## Problem description
Of the lines below, reproduce exactly those from the line containing "the white rugby" to the end, including both the first and the last.

## Data provided
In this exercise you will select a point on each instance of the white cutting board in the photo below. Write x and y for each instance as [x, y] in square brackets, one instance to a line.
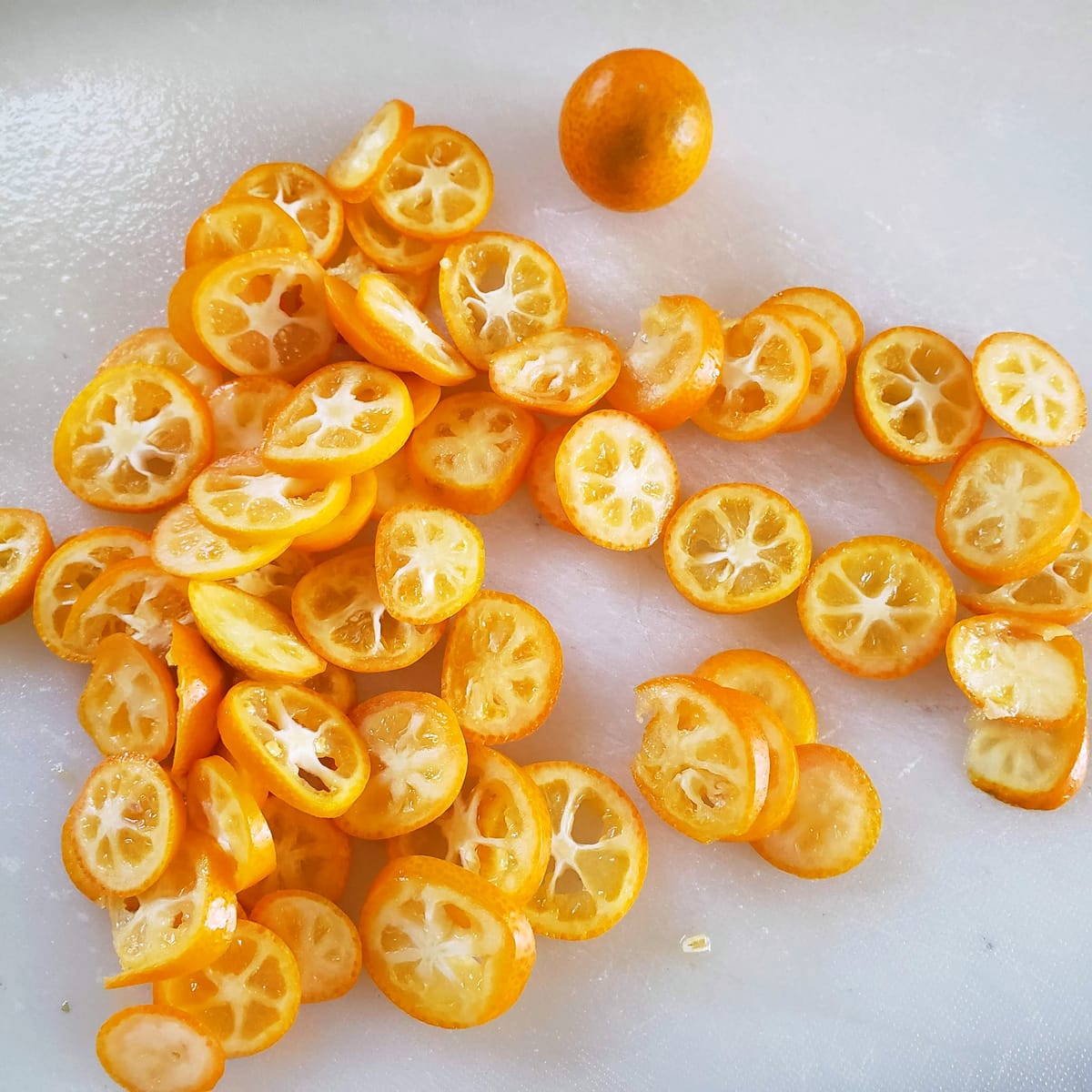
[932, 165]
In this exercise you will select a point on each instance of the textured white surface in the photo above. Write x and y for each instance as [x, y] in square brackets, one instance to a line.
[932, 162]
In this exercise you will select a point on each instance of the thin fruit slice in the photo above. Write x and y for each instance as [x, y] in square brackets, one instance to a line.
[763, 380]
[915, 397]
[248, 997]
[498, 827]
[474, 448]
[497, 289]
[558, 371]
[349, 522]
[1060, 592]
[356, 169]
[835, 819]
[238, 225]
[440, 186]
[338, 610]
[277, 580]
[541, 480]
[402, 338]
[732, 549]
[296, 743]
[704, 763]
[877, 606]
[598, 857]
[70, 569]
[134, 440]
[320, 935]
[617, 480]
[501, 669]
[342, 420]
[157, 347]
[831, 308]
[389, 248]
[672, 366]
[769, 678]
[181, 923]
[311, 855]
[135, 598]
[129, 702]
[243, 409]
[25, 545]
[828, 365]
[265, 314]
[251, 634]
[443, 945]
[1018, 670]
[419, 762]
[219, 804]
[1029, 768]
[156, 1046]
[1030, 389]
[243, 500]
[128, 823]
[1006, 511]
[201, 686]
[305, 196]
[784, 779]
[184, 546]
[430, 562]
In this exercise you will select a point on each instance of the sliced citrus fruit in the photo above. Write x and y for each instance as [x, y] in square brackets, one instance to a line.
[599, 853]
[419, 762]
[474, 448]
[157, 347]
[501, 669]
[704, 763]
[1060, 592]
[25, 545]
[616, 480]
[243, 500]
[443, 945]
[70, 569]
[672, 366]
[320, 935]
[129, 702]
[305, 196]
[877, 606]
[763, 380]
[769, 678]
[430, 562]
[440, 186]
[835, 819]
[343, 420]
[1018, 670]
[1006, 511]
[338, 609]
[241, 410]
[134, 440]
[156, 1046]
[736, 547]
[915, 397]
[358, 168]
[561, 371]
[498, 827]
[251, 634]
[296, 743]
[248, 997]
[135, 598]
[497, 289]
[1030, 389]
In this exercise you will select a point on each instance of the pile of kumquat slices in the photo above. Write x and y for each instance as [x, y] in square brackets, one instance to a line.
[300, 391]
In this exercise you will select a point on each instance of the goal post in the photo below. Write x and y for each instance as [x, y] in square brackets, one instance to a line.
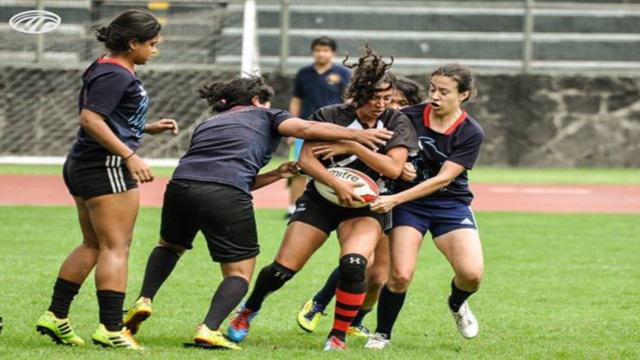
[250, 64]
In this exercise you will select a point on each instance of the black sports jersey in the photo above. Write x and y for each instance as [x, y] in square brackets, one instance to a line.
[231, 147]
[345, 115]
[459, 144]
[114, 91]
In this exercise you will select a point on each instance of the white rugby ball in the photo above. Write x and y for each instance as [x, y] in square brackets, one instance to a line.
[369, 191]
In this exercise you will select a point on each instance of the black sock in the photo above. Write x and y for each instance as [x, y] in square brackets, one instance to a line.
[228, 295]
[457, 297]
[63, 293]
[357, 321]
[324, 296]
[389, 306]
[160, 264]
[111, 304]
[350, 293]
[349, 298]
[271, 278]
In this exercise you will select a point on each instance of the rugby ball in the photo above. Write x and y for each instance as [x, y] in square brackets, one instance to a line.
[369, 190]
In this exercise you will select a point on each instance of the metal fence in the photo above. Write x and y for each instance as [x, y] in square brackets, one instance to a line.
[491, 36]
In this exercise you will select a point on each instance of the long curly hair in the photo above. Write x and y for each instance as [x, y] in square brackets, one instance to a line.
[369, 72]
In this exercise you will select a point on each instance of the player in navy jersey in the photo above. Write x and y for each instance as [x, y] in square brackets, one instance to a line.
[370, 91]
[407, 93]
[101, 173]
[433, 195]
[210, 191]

## Exercise output
In this exercise you will select a point on each instance of the white rugby ball in the photo above. Write x and y for each instance as [x, y] in square brackets, one instance to a line.
[369, 191]
In this exercise you will select a point on each instance of the black sock in the photo above. Write x and y for each instance as [x, y] in square brackets, one instance to a line.
[228, 295]
[457, 297]
[63, 293]
[357, 321]
[324, 296]
[389, 306]
[160, 264]
[111, 304]
[350, 293]
[349, 298]
[271, 278]
In this exercise you will select a point on each instance of the rugby ball in the photo above. Write x and y for each instance as [x, y] in square brackets, one instance to a line.
[369, 190]
In this exercise you will select a point on each instance of the metal fence in the photo above. Write x and y for each instance as [x, y] in square brackets, one instance to a line.
[491, 36]
In this exercise you will select a point on each instance of the long curly hair in the photo above. Write x and y for each instance as [x, y] in square brackets, one instance to a line.
[369, 72]
In this exercise you will select a point on each instance of the player in navy jersey in the photo above. Write x and y for each instance as [x, y] in square brackets, one instance to a line.
[370, 91]
[407, 93]
[101, 173]
[433, 195]
[210, 191]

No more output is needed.